Please write out every one of the rows below verbatim, leaving the pictures out.

# Listed records
——

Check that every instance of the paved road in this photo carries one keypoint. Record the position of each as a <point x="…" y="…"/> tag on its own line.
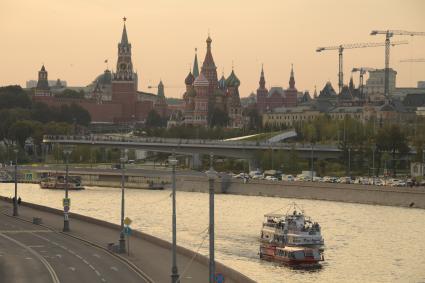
<point x="31" y="253"/>
<point x="153" y="259"/>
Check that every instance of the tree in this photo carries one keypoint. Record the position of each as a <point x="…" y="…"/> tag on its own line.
<point x="20" y="131"/>
<point x="14" y="97"/>
<point x="392" y="139"/>
<point x="219" y="118"/>
<point x="154" y="119"/>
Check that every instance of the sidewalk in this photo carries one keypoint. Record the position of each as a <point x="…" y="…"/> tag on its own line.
<point x="149" y="254"/>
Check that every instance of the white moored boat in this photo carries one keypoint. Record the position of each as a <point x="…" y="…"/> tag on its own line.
<point x="293" y="229"/>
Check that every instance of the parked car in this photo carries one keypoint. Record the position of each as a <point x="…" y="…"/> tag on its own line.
<point x="288" y="178"/>
<point x="270" y="178"/>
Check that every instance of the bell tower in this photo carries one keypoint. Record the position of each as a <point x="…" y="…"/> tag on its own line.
<point x="124" y="82"/>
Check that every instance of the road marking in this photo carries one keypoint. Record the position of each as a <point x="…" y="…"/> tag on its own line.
<point x="36" y="246"/>
<point x="24" y="231"/>
<point x="52" y="272"/>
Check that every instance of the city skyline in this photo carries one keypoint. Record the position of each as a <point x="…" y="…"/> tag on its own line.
<point x="164" y="48"/>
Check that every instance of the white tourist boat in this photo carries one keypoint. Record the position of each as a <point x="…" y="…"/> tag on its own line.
<point x="293" y="229"/>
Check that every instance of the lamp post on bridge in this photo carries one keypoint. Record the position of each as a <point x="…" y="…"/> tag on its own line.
<point x="349" y="162"/>
<point x="66" y="201"/>
<point x="312" y="161"/>
<point x="373" y="164"/>
<point x="211" y="177"/>
<point x="122" y="236"/>
<point x="174" y="271"/>
<point x="15" y="200"/>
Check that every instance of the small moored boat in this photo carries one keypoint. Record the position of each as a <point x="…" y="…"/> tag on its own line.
<point x="58" y="182"/>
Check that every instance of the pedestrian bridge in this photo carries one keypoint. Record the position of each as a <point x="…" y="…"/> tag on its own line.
<point x="196" y="147"/>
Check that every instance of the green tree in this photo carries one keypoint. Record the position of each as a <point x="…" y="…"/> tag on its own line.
<point x="154" y="119"/>
<point x="391" y="139"/>
<point x="219" y="118"/>
<point x="13" y="97"/>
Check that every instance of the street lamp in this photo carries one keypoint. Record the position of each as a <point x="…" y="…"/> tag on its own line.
<point x="312" y="160"/>
<point x="66" y="201"/>
<point x="174" y="271"/>
<point x="373" y="163"/>
<point x="211" y="177"/>
<point x="122" y="236"/>
<point x="349" y="162"/>
<point x="15" y="201"/>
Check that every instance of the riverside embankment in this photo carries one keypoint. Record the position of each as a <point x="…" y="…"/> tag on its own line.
<point x="150" y="254"/>
<point x="353" y="193"/>
<point x="192" y="181"/>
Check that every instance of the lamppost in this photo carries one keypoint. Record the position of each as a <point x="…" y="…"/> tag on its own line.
<point x="174" y="271"/>
<point x="122" y="236"/>
<point x="66" y="201"/>
<point x="373" y="163"/>
<point x="312" y="160"/>
<point x="211" y="177"/>
<point x="15" y="201"/>
<point x="349" y="162"/>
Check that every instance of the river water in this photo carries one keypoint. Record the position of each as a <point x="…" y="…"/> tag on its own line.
<point x="364" y="243"/>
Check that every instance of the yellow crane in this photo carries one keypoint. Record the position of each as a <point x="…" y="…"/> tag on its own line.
<point x="413" y="60"/>
<point x="341" y="49"/>
<point x="388" y="34"/>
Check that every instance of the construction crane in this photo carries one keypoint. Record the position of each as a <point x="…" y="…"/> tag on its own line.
<point x="388" y="34"/>
<point x="341" y="48"/>
<point x="413" y="60"/>
<point x="362" y="71"/>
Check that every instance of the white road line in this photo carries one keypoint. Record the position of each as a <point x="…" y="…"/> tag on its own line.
<point x="52" y="272"/>
<point x="36" y="246"/>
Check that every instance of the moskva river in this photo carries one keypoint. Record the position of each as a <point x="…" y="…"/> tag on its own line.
<point x="364" y="243"/>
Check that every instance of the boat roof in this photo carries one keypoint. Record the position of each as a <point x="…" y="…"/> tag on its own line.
<point x="297" y="249"/>
<point x="274" y="215"/>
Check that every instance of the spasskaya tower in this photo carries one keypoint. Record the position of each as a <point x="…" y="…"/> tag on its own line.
<point x="124" y="80"/>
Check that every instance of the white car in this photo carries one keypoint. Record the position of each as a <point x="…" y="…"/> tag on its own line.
<point x="270" y="178"/>
<point x="288" y="178"/>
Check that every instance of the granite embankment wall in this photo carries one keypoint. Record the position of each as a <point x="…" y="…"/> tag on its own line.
<point x="400" y="196"/>
<point x="220" y="268"/>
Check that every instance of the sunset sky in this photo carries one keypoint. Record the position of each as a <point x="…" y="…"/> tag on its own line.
<point x="73" y="38"/>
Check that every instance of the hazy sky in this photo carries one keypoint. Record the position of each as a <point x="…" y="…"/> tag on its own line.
<point x="73" y="38"/>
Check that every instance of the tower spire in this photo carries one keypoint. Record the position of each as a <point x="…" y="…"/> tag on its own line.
<point x="195" y="71"/>
<point x="292" y="78"/>
<point x="124" y="38"/>
<point x="262" y="79"/>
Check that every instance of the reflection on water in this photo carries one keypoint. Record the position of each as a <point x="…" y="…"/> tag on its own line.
<point x="363" y="243"/>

——

# Result of this task
Check that every instance of the paved road in this photo carries one keypoint. Record the position of each as a <point x="…" y="…"/> tag on its own line.
<point x="31" y="253"/>
<point x="153" y="259"/>
Check that every instance of the tree in this photo carries one keypoint. Record the position of each as a <point x="…" y="…"/> tag on its own line.
<point x="20" y="131"/>
<point x="14" y="97"/>
<point x="392" y="139"/>
<point x="219" y="118"/>
<point x="154" y="119"/>
Check that every instance of the sidewalk in this photo carries one keypoint. Record the position of each as a <point x="…" y="…"/> tag on its own line.
<point x="149" y="254"/>
Check that every instance of the white moored boat in this photo carries one keypoint. Record the position of each as a <point x="…" y="…"/> tag on its own line.
<point x="293" y="229"/>
Check that every instance of the parked car in this photo carries one keypoint. Record the position of each as a <point x="…" y="…"/> tag on its own line.
<point x="288" y="178"/>
<point x="270" y="178"/>
Check that every instance of the bell tower in this photo carries one keypoint. Record the position of each as a <point x="…" y="…"/> tag on its own line.
<point x="124" y="82"/>
Check that every instance of the road marking in this photo carries one keypoint. Record the position of each as a <point x="…" y="…"/> tag on its own line.
<point x="36" y="246"/>
<point x="24" y="231"/>
<point x="52" y="272"/>
Check that every instance of the city skyline in this photo carries one keypoint. Record the position of each as a <point x="…" y="…"/> tag on its own line.
<point x="164" y="48"/>
Check that every instance of the white tourist boat in this photo carries one keypoint. Record the position of each as a <point x="…" y="…"/> tag on its own line.
<point x="293" y="229"/>
Check that every instance of the lamp post on bridge in this photo carries one keypoint. Record the position of each as a <point x="…" y="…"/> tag on its own line.
<point x="349" y="162"/>
<point x="66" y="201"/>
<point x="312" y="161"/>
<point x="373" y="164"/>
<point x="211" y="177"/>
<point x="122" y="236"/>
<point x="174" y="271"/>
<point x="15" y="200"/>
Check that every instance of the small moored boat in this photo carries one keypoint. Record the position of each as a <point x="…" y="…"/> tag on its own line.
<point x="58" y="182"/>
Check that every instance of the pedestrian bridge in this photo carries one keypoint. Record the position of each as a <point x="…" y="…"/> tag on its own line.
<point x="196" y="147"/>
Check that every instance of the green tree in this photo carries one keypoint. Record the position of each as a <point x="…" y="…"/> tag on its own line.
<point x="154" y="119"/>
<point x="391" y="139"/>
<point x="219" y="118"/>
<point x="13" y="97"/>
Check that every instance of the street lamp in this photo carries one keypoint. Record the position of each as a <point x="…" y="…"/> tag on its own line.
<point x="312" y="160"/>
<point x="66" y="201"/>
<point x="174" y="271"/>
<point x="373" y="163"/>
<point x="211" y="177"/>
<point x="122" y="236"/>
<point x="349" y="162"/>
<point x="15" y="201"/>
Check that every instance of the riverside embankment in this photo carries one keypoint. Record the position of each as a <point x="…" y="…"/> tag on its own line.
<point x="150" y="254"/>
<point x="353" y="193"/>
<point x="192" y="181"/>
Check that every instance of the lamppost in this photo carries one keypoint. Record the position of each as a <point x="…" y="…"/> tag on its own line.
<point x="174" y="271"/>
<point x="122" y="236"/>
<point x="66" y="201"/>
<point x="373" y="163"/>
<point x="312" y="160"/>
<point x="211" y="177"/>
<point x="15" y="201"/>
<point x="349" y="162"/>
Check that every instance of the river water in this photo carries one keypoint. Record the position of each as a <point x="…" y="…"/> tag on its own line.
<point x="364" y="243"/>
Check that every instance of the yellow crane in this photo carries one keypoint. Record the position of each as a <point x="…" y="…"/> tag on its own line.
<point x="413" y="60"/>
<point x="341" y="49"/>
<point x="388" y="34"/>
Check that every instance of the construction crane in this photo carries one keypoint. Record the position of each as a <point x="…" y="…"/> tag on its own line.
<point x="388" y="34"/>
<point x="341" y="48"/>
<point x="413" y="60"/>
<point x="362" y="71"/>
Check that every instance of the white road line in this photo carries one keypoint. Record the position of each as a <point x="…" y="…"/> tag on its own line.
<point x="52" y="272"/>
<point x="36" y="246"/>
Check that every instance of the moskva river in this photo carries one keypoint. Record the position of each as a <point x="…" y="…"/> tag on its own line.
<point x="364" y="243"/>
Check that every instance of the boat roof in this photo carries one keypoint. Record the position of each as a <point x="…" y="…"/> tag on its own line.
<point x="297" y="249"/>
<point x="274" y="215"/>
Check that every instance of the spasskaya tower in this photo carries one keypoint. Record the position of each as a <point x="…" y="…"/> tag on its own line.
<point x="124" y="80"/>
Check that every instance of the white car in this photo carries one keypoint. Record the position of each as a <point x="…" y="…"/> tag on its own line.
<point x="270" y="178"/>
<point x="288" y="178"/>
Check that every instance of the granite embankment wall in this photo carries one keypoint. Record the position of each as a <point x="…" y="…"/> tag on its own line.
<point x="400" y="196"/>
<point x="220" y="268"/>
Check that every instance of the sunset sky in this photo carries one keypoint. Record the position of each as a <point x="…" y="…"/> tag on its own line.
<point x="73" y="38"/>
Check that every instance of the hazy sky in this photo carries one keypoint. Record the position of each as a <point x="…" y="…"/> tag on its own line.
<point x="73" y="38"/>
Check that every instance of the tower spire in this photo carries one keypoint. Record the position of each as a <point x="…" y="…"/> tag on its own line.
<point x="195" y="71"/>
<point x="292" y="78"/>
<point x="124" y="38"/>
<point x="262" y="79"/>
Check that every instance of the reflection on water in this photo carries one keypoint. Record the position of each as a <point x="…" y="…"/> tag on its own line.
<point x="363" y="243"/>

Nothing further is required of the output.